>> BEGIN READING TEXT

# Truck or Van ?



## Alan

Inspired by 'service guy' who referred to his van as a truck :whistling2::no::laughing:

We drive extra cab F-150's around with weather guard boxes mounted on the side rails. Sometimes I wish we had vans, and other times i'm thankful for the truck. 

Anybody ever had an opportunity to work out of both at one time or another? Which do you prefer?


----------



## user4

When I did service work the company provided us with vans, in the job I have now my boss offered me a mini van, and I opted to use my own pickup truck with an ARE contractors cap on it.


----------



## Bill

VAN! I had a PU, and it was a mess. van I can have shelves and things where as the PU and job box everything was a mess. best thing I had and wished I kept it was a 1 ton truck with a Reading service body. I got rid of the truck, but kept the body.


----------



## 22rifle

Alan said:


> Inspired by 'service guy' who referred to his van as a truck :whistling2::no::laughing:
> 
> We drive extra cab F-150's around with weather guard boxes mounted on the side rails. Sometimes I wish we had vans, and other times i'm thankful for the truck.
> 
> Anybody ever had an opportunity to work out of both at one time or another? Which do you prefer?


Box truck. 14' on an Isuzu chassis. Not now but it was my favorite.


----------



## service guy

I like my TRUCK...I mean van. Its a one-ton rated truck with a 300 HP 6.0 litre V8....thats a truck in my book. It ain't your momma's mini-van.:whistling2:


----------



## rex

i call my cube van a truck.......


----------



## WestCoastPlumber

I have done the truck thing, the van thing, and the cutaway thing, the truck is great when I did new construction, not so many repair parts to stock and the contractor back was great.

The van thing is great, what I have now, love it, but at 6'3", it is tough to get around inside, especially with messed up knees already.

>> END READING TEXT
>> BEGIN DATASET

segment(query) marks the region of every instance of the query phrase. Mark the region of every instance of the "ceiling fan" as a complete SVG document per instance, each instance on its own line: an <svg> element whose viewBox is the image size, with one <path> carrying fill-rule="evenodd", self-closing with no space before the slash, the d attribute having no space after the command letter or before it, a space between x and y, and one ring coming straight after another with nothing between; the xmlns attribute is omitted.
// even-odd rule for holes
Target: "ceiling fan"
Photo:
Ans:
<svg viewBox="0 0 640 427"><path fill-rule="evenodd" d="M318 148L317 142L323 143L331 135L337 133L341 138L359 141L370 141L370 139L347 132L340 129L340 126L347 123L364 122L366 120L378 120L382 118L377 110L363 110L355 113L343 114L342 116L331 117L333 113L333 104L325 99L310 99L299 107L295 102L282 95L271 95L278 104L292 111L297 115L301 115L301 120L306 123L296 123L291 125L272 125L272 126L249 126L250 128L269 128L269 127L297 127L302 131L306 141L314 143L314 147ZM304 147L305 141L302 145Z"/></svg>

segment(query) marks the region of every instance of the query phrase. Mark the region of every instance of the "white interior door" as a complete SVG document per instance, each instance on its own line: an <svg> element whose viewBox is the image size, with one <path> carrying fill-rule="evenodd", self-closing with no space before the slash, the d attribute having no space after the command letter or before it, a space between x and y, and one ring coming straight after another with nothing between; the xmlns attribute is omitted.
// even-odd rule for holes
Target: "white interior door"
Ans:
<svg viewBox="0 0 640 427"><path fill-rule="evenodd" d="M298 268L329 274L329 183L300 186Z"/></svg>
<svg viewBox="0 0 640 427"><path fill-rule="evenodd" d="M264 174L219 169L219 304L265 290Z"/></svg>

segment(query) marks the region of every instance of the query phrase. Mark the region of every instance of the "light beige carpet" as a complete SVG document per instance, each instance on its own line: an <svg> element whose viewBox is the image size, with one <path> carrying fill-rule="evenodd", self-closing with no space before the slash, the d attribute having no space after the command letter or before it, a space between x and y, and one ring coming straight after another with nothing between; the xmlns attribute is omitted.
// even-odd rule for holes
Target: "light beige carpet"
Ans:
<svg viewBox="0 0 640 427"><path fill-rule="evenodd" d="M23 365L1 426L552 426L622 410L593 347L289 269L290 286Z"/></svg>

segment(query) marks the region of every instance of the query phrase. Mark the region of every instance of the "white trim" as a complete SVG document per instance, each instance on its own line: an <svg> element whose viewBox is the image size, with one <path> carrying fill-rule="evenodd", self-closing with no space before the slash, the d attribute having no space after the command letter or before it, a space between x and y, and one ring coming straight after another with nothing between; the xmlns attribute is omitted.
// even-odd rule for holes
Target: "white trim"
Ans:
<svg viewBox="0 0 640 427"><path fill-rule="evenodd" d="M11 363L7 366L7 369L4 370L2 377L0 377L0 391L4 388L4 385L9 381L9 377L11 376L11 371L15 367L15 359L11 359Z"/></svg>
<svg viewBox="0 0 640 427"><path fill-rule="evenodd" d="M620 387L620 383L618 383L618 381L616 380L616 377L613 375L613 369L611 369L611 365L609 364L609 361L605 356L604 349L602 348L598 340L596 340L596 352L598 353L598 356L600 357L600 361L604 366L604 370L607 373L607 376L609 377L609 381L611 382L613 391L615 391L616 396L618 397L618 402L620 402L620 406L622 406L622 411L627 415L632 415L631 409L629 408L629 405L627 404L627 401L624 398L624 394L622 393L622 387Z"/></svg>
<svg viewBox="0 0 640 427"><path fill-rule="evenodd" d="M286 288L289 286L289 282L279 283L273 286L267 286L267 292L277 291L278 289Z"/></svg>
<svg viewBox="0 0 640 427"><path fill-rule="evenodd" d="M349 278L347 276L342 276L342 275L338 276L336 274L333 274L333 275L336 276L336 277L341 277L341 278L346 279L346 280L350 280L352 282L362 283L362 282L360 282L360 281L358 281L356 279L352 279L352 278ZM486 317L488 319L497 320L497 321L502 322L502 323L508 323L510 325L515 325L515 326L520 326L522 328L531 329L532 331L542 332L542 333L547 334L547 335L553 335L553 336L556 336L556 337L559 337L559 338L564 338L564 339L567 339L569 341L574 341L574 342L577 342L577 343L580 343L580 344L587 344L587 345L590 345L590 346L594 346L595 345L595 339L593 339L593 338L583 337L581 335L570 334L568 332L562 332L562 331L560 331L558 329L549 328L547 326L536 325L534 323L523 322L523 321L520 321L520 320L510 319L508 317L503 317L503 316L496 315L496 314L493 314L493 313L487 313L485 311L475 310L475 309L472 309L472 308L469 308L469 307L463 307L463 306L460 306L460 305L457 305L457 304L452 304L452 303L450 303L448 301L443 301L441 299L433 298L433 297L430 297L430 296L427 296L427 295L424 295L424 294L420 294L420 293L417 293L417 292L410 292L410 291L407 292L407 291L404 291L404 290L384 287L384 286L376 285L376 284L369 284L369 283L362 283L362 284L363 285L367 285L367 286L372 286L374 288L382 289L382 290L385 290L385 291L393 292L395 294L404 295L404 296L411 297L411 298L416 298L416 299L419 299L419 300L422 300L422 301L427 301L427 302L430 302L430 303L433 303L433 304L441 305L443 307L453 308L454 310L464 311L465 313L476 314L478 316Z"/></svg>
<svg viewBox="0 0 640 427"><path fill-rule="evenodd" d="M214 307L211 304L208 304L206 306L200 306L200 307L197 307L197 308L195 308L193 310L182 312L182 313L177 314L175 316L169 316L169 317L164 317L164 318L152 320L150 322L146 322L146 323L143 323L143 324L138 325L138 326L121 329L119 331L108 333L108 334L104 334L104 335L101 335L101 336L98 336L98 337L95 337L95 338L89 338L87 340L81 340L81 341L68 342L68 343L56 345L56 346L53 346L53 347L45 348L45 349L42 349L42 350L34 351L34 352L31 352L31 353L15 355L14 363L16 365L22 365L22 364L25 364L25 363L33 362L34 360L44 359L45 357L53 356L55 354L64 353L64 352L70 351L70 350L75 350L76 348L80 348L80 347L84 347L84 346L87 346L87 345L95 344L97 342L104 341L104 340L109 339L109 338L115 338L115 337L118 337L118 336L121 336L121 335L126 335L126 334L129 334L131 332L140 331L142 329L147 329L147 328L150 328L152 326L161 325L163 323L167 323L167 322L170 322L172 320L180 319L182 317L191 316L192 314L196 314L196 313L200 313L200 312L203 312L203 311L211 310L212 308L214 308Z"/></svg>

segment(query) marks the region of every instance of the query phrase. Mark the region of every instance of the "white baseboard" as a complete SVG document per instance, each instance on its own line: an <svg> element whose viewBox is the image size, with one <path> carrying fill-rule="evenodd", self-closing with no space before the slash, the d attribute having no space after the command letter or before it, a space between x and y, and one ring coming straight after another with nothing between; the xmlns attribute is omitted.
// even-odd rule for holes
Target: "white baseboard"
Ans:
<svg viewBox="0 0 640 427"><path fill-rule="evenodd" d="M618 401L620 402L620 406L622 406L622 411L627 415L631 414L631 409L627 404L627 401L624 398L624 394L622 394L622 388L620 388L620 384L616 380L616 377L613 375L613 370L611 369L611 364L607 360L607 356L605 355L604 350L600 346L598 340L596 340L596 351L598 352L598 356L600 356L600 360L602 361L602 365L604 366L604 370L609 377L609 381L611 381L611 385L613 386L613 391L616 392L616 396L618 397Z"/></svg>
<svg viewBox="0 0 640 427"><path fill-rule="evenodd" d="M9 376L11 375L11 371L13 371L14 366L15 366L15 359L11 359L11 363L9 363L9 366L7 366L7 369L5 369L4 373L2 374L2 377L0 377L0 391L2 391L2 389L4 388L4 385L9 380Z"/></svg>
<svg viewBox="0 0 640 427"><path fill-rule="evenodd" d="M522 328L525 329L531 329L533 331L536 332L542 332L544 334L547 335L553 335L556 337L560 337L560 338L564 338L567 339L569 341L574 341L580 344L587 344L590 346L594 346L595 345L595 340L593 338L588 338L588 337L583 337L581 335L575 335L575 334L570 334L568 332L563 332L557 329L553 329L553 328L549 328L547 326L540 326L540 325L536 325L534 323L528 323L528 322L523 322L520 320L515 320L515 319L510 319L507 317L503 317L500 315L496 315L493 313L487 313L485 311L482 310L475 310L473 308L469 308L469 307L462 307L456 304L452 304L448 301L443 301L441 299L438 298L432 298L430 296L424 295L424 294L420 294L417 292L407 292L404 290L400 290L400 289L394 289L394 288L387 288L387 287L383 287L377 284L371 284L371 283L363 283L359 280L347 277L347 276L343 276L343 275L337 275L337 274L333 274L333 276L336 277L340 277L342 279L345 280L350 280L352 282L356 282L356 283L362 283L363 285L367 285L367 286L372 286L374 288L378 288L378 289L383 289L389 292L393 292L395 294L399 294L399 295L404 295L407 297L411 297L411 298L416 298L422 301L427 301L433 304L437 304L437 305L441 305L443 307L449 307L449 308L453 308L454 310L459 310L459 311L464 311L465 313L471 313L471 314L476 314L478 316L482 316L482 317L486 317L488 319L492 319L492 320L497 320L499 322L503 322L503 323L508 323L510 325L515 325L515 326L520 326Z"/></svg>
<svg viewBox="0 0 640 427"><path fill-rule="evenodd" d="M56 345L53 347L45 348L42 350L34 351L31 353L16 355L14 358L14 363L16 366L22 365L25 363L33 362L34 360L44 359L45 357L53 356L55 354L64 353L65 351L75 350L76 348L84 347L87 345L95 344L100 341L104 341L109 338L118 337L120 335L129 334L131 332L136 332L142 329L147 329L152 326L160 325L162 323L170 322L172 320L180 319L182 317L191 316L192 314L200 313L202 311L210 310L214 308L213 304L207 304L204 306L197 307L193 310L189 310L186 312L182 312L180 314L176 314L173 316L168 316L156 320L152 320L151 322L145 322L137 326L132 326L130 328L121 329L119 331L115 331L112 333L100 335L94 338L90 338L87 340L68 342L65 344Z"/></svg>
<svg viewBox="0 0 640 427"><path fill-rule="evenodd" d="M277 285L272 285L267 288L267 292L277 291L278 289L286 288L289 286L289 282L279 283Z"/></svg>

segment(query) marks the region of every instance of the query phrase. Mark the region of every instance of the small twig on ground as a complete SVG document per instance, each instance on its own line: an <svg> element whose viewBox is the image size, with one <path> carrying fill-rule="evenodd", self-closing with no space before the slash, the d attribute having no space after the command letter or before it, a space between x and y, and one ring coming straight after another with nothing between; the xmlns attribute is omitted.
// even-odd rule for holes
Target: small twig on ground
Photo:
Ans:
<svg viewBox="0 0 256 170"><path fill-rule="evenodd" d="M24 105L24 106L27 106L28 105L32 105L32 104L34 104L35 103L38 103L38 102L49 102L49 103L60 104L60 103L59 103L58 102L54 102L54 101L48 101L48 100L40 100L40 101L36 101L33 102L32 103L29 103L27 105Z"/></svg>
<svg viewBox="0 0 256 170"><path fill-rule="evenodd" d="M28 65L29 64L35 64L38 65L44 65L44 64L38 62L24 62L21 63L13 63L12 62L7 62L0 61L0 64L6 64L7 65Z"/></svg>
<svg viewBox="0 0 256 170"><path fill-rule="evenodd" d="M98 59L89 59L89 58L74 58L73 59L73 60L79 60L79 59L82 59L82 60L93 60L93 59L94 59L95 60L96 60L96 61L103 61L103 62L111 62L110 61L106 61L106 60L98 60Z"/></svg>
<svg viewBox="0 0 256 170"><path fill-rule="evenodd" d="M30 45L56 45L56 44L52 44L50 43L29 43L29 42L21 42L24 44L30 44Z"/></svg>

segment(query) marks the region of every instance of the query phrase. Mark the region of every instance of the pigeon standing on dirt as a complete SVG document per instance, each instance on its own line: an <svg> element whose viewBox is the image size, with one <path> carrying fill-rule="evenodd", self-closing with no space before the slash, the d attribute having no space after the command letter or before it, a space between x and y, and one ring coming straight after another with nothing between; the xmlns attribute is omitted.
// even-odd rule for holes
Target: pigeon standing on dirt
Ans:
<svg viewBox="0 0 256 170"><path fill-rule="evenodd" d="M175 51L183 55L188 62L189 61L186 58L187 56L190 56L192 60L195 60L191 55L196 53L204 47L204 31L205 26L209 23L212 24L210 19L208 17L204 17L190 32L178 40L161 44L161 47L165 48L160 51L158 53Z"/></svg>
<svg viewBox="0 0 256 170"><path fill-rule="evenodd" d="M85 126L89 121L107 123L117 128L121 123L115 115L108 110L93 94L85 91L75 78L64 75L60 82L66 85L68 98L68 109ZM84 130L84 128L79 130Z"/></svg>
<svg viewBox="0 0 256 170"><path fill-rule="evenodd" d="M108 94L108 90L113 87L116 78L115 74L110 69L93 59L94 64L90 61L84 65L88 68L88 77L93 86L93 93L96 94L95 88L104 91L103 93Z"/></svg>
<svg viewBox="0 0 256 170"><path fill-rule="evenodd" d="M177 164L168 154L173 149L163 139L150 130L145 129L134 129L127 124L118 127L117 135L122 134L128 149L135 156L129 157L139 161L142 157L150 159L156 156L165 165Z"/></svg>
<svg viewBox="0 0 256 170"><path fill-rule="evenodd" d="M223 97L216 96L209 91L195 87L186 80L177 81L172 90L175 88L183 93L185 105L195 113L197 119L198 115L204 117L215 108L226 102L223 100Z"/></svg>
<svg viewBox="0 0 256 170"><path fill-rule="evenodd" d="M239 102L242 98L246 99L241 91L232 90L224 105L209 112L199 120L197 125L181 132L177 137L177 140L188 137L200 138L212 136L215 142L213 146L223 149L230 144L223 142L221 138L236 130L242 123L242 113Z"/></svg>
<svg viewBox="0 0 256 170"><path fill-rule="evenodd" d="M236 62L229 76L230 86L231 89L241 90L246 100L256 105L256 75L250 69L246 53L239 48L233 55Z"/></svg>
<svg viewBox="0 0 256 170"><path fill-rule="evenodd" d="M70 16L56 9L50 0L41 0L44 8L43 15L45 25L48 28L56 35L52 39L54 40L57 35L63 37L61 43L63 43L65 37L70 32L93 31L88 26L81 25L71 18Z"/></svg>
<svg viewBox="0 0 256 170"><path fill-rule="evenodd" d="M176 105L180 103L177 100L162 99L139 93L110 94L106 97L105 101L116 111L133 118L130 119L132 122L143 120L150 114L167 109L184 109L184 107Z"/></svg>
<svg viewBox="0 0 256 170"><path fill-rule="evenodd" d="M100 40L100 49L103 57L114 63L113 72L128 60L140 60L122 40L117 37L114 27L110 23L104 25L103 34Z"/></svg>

>> END DATASET

SET OF TASKS:
• a. In the truck-or-van thread, can you rename "PU" to "pickup" in the passage starting with "When I did service" and going on through "kept the body."?
• b. Can you sum up the truck-or-van thread in two sentences?
• c. In the truck-or-van thread, what chassis was the 14' box truck on?
The records are material separate from the thread.

SOLUTIONS TO THE EXERCISE:
• a.
When I did service work the company provided us with vans, in the job I have now my boss offered me a mini van, and I opted to use my own pickup truck with an ARE contractors cap on it.


----------



## Bill

VAN! I had a pickup, and it was a mess. van I can have shelves and things where as the pickup and job box everything was a mess. best thing I had and wished I kept it was a 1 ton truck with a Reading service body. I got rid of the truck, but kept the body.

• b. Forum users compare working out of trucks and vans, after the original poster describes driving extra cab F-150s with boxes mounted on the side rails and asks which others prefer. Replies vary: one prefers a van because it allows shelves, another's favorite was a 14' box truck, and one found a truck great for new construction but now loves a van, though it is tough to get around inside at 6'3".

• c. An Isuzu chassis.